Activity -> Return exactly the line that contains "stainless steel microwave" and all lines beneath it in the entries, through the very last one.
————
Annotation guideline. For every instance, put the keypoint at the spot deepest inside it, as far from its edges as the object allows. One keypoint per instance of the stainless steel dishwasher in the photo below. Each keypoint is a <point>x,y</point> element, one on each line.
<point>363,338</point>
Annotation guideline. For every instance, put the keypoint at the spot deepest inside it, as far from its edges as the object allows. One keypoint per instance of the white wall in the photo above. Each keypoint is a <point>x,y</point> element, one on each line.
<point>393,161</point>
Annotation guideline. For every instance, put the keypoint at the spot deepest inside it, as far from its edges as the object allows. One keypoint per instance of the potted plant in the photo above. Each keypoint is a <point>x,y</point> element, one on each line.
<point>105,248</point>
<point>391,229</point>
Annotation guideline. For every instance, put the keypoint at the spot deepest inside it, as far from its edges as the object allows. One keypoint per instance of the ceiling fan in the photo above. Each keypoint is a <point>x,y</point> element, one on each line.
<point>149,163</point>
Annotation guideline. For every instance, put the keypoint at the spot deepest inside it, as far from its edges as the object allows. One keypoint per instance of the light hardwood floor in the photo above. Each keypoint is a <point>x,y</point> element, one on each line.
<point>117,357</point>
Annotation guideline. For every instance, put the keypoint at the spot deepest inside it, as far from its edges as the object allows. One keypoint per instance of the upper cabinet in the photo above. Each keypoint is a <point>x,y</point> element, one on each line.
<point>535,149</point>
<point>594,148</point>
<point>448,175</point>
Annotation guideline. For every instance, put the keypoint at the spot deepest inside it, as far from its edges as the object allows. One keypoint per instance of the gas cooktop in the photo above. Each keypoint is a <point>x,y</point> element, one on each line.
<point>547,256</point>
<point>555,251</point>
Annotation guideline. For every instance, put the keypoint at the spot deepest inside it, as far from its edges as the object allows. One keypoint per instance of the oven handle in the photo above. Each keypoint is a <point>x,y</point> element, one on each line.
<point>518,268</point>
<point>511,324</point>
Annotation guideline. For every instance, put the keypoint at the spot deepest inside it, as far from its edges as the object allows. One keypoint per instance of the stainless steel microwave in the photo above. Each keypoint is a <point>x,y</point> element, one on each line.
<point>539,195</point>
————
Answer ->
Annotation guideline. For every instance, put the keypoint at the spot deepest inside it, as far from its edges as the object allows. One keypoint per instance of the stainless steel microwave in the photo above. Each keypoint is a <point>x,y</point> element, one on each line.
<point>539,195</point>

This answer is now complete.